Exercise requirements:
Retype all of the records below word for word, leaving the pictures out of your answer.

(Records from a point annotation dataset)
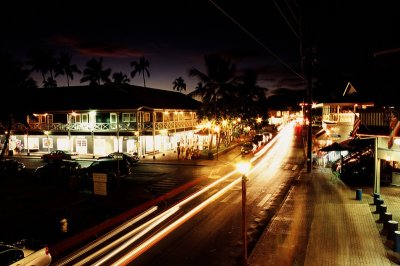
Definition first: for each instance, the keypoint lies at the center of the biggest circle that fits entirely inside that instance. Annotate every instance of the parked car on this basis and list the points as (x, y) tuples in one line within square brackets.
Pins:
[(56, 155), (57, 169), (130, 158), (268, 136), (21, 253), (259, 139), (10, 167), (111, 167), (248, 147)]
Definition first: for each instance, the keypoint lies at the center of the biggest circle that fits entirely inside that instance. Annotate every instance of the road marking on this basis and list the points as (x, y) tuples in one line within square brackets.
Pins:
[(264, 200), (287, 166), (228, 198)]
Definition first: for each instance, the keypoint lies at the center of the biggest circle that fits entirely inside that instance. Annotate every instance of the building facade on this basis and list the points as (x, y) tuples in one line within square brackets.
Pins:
[(170, 121)]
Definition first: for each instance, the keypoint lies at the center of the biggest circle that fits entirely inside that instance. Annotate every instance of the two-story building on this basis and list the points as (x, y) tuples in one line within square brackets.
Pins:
[(99, 120)]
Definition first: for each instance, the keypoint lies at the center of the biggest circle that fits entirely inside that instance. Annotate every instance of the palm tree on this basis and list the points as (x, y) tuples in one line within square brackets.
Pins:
[(94, 72), (141, 67), (179, 84), (15, 80), (42, 60), (120, 78), (251, 100), (217, 85), (64, 67)]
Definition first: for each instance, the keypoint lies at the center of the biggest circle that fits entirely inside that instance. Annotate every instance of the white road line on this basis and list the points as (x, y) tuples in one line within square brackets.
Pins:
[(264, 200)]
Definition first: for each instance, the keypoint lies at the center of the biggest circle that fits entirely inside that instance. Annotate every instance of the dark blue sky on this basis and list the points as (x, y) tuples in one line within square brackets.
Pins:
[(176, 35)]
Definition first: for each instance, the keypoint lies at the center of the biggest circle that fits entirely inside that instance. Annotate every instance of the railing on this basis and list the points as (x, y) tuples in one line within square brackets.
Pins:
[(104, 127), (340, 118)]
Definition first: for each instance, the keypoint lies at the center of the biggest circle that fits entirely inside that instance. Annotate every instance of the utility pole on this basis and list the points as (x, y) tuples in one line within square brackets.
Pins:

Exercise output:
Definition first: for each instance, the keypoint lies at the center of the biggest circle that fits entirely inside that instance. Annotate every instance of the parked car on this basis and list the points as (x, y) tuples in one line within square brackets.
Pins:
[(56, 155), (57, 169), (130, 158), (268, 136), (21, 253), (259, 139), (10, 167), (111, 167), (248, 147)]
Definition first: for each instance, the keypoint lies at the center of the biggest circle that fits entirely inside that instance. Annotate every instance of the road marking on this basis and list the points as (x, y) tuples in one line within square brackets.
Pins:
[(264, 200), (287, 166), (228, 198)]
Definition first: for each instance, the keypoint lies at the center of the biggest circle that fits entirely inside that instance. Annotate every instance of the building facade on this basis and list the points as (x, y) tuples in one line within square brackets.
Pins:
[(170, 121)]
Definition first: for each instance, the keypoint lies at the center of the biggest circle that fits entirely inside that instance. Annotate every instance of the two-story building on this basis and list the points as (x, y) tuples in one line within square brackets.
Pins:
[(99, 120)]
Definition first: for each instance, the keypoint lies at the center of the biggest circle that fits entirely inside that instance. Annotate every instance of the palm tree on this basis and list the points as (x, y) tuples in one line within square brackets.
Pins:
[(94, 72), (141, 67), (179, 84), (15, 80), (42, 60), (120, 78), (251, 100), (217, 85), (64, 67)]
Definition first: for each instance, the keypoint lies at the center of the biggest circle that fits entirely inside that instance. Annotate every instance of the white road line on this basis and list the points as (x, y) tuples in one line within square brackets.
Pins:
[(264, 200)]
Definition first: for each instance, the keypoint lies at the center of the biggest circle that fits entirely inside that instance. Annotate every instance of the dark blue sky on this basis and list the points as (x, y) tuples in one line within square brackets.
Pins:
[(176, 35)]
Definition first: for each instance, the keypoint lies at the center of the biggest circle that fits entirely inside that instance. Annotate every instance of the railing on this basis and list the points as (x, y) tuples in one line within square brackets.
Pins:
[(104, 127), (340, 118)]
Definition first: for each instance, the keypoint lies at the center of the biggest circle that fits entirely inside that instance. Annotate every instance of the utility pole on this basis and list the points as (x, y) tuples in one line within square brackets.
Pins:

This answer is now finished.